Tugas yang Diberikan A: Susun sebagai tabel Markdown dengan kolom No dan Baris semua baris catatan mulai dari baris yang memuat "Return one point per instance of the terracotta" sampai baris terakhir catatan, kedua ujungnya ikut dihitung. Lewati baris yang kosong.

Bacaan yang Diberikan:
|---|

Salin Artikel

Durian Musang King dan Kisah Perjuangan "Orang Asli" Melindungi Tanah Kelahiran

Meningkatnya permintaan, terutama dari China, terhadap buah yang terkenal dengan aromanya yang tajam dan dagingnya yang lengket ini, telah menaikkan harga durian di seantero Asia Tenggara.

Dari 2013 hingga 2017, harga durian varietas baru yang tengah populer, ‘Musang King’ atau ‘Mau Shan Wang’ (yang berarti kucing tidur), telah naik sekitar tiga kali lipat dari Rp 126.000 menjadi Rp 309.000 per kg.

Ekspor durian juga semakin meningkat. Thailand menjadi negara eksportir terbesar pada 2016 dengan nilai ekspor sebesar 495 juta dollar AS. Sementara Malaysia pada 2016 baru mengekspor sebesar 18 juta dollar AS.

Namun pada awal 2017, Malaysia telah membuat kesepakatan dengan sang negara adidaya berpopulasi 1,4 miliar penduduk, China, untuk mengekspor buah durian segar.

Perlu diketahui, saat itu bisnis durian sangat menguntungkan, bahkan bisa sembilan kali lipat lebih besar dari keuntungan kelapa sawit yang dihargai 4.200 dollar AS per hektar per tahun.

“Harta karun” ini telah menyebabkan perusahaan-perusahaan besar merampas lahan warga demi dapat menanam durian. Walau ada sekitar 200 lebih jenis durian hibrida di Malaysia, Musang King yang utamanya ditanam di daerah terpencil Kelantan, Gua Musang, tetap paling banyak dicari.

|---|

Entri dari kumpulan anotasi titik
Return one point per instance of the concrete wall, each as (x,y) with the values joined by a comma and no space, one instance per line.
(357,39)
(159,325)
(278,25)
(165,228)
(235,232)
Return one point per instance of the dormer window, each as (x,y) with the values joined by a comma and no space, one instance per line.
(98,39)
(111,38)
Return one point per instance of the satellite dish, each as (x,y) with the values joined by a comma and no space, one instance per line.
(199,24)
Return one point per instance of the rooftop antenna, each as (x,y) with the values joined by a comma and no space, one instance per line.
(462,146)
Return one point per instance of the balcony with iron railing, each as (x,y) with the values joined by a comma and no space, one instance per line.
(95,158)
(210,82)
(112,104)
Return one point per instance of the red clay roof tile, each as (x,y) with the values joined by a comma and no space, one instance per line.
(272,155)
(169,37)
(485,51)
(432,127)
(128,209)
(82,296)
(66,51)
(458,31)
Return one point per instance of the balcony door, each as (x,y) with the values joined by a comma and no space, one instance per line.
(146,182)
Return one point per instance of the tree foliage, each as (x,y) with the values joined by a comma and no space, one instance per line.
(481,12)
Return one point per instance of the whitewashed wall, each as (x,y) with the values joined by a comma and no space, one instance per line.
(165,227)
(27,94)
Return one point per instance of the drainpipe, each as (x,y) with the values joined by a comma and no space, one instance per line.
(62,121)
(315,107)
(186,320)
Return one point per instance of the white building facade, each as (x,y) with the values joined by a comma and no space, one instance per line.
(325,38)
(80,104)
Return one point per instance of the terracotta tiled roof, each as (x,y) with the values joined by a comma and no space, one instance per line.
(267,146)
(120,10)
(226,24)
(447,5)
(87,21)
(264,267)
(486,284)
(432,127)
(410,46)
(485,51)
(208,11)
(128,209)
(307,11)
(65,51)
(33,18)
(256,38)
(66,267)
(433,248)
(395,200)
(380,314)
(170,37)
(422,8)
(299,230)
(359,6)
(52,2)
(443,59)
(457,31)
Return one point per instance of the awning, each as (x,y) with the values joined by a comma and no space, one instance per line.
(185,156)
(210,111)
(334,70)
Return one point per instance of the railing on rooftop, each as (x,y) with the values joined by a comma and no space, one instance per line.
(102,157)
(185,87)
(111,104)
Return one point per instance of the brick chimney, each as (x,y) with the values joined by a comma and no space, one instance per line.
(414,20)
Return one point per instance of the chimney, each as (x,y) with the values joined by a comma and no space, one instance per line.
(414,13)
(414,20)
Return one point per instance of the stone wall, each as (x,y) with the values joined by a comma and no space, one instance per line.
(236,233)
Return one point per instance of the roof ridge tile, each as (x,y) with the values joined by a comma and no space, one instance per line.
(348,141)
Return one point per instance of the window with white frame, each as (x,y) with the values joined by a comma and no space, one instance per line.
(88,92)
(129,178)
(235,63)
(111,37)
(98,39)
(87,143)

|---|

Tugas yang Diberikan B: Teruskan bacaan tentang durian Musang King dari kalimat terakhir yang tercantum.

Hasil Latihan A:
| No | Baris |
|---|---|
| 1 | Return one point per instance of the terracotta tiled roof, each as (x,y) with the values joined by a comma and no space, one instance per line. |
| 2 | (267,146) |
| 3 | (120,10) |
| 4 | (226,24) |
| 5 | (447,5) |
| 6 | (87,21) |
| 7 | (264,267) |
| 8 | (486,284) |
| 9 | (432,127) |
| 10 | (410,46) |
| 11 | (485,51) |
| 12 | (208,11) |
| 13 | (128,209) |
| 14 | (307,11) |
| 15 | (65,51) |
| 16 | (33,18) |
| 17 | (256,38) |
| 18 | (66,267) |
| 19 | (433,248) |
| 20 | (395,200) |
| 21 | (380,314) |
| 22 | (170,37) |
| 23 | (422,8) |
| 24 | (299,230) |
| 25 | (359,6) |
| 26 | (52,2) |
| 27 | (443,59) |
| 28 | (457,31) |
| 29 | Return one point per instance of the awning, each as (x,y) with the values joined by a comma and no space, one instance per line. |
| 30 | (185,156) |
| 31 | (210,111) |
| 32 | (334,70) |
| 33 | Return one point per instance of the railing on rooftop, each as (x,y) with the values joined by a comma and no space, one instance per line. |
| 34 | (102,157) |
| 35 | (185,87) |
| 36 | (111,104) |
| 37 | Return one point per instance of the brick chimney, each as (x,y) with the values joined by a comma and no space, one instance per line. |
| 38 | (414,20) |
| 39 | Return one point per instance of the chimney, each as (x,y) with the values joined by a comma and no space, one instance per line. |
| 40 | (414,13) |
| 41 | (414,20) |
| 42 | Return one point per instance of the stone wall, each as (x,y) with the values joined by a comma and no space, one instance per line. |
| 43 | (236,233) |
| 44 | Return one point per instance of the roof ridge tile, each as (x,y) with the values joined by a comma and no space, one instance per line. |
| 45 | (348,141) |
| 46 | Return one point per instance of the window with white frame, each as (x,y) with the values joined by a comma and no space, one instance per line. |
| 47 | (88,92) |
| 48 | (129,178) |
| 49 | (235,63) |
| 50 | (111,37) |
| 51 | (98,39) |
| 52 | (87,143) |

Hasil Latihan B:
Para penggemar durian pun sangat mengincar tanah Gua Musang yang kaya akan kalium dan kehidupan serangga.

Setelah berpuluh-puluh tahun dilanda kemiskinan dan pertumbuhan ekonomi yang lesu, meningkatnya popularitas durian telah membawa sejumlah perubahan besar. Namun, tidak semuanya positif.

Salah satunya, suku Temiar yang selama ini terpencil di Gua Musang telah menjadi korban kerusakan lingkungan sebab hutan leluhur mereka ditebang habis untuk dijadikan perkebunan durian.

‘Orang asli’ Malaysia, yang hanya berjumlah kurang dari satu persen dari total populasi atau sekitar 178.000 penduduk, merupakan kelompok minoritas yang tengah memperjuangkan hak mereka.

Mereka berada di Semenanjung Malaysia dan mayoritas merupakan non-Muslim yang terdiri dari beberapa suku. Salah satu suku terbesar adalah suku Temiar.

Para pemimpin suku Temiar tetap bersikeras terhadap klaimnya. Mustafa Along, pria berusia 31 tahun, berpendapat, “Ini adalah tanah kami, tanah adat yang menjadi milik nenek moyang kami sejak sebelum kemerdekaan.”

Mustafa berada di garis terdepan dalam menentang pembebasan lahan untuk penanaman durian. “Kami memulai memblokade Gua Musang sejak Februari 2018 untuk menghalangi perusahaan-perusahaan menebang hutan demi menanam durian,” katanya.

Ayah tiga anak ini kini menghadapi tantangan hukum atas blokade ini. “Tanah ini milik kami. Walau tidak ada landasan hukumnya, dulu leluhur kami telah membuat perjanjian secara lisan dengan pemerintah Malaysia. Kami telah berada di tanah ini selama ribuan tahun," kata Mustafa.

"Maka, benarlah perkataan orang-orang: Jika Orang Asli dilempar ke dalam hutan dengan hanya sebuah pisau parang dan korek, dia akan bertahan hidup. Tapi, jika dilempar ke perkotaan, dipastikan dia akan mati,” lanjut Mustafa.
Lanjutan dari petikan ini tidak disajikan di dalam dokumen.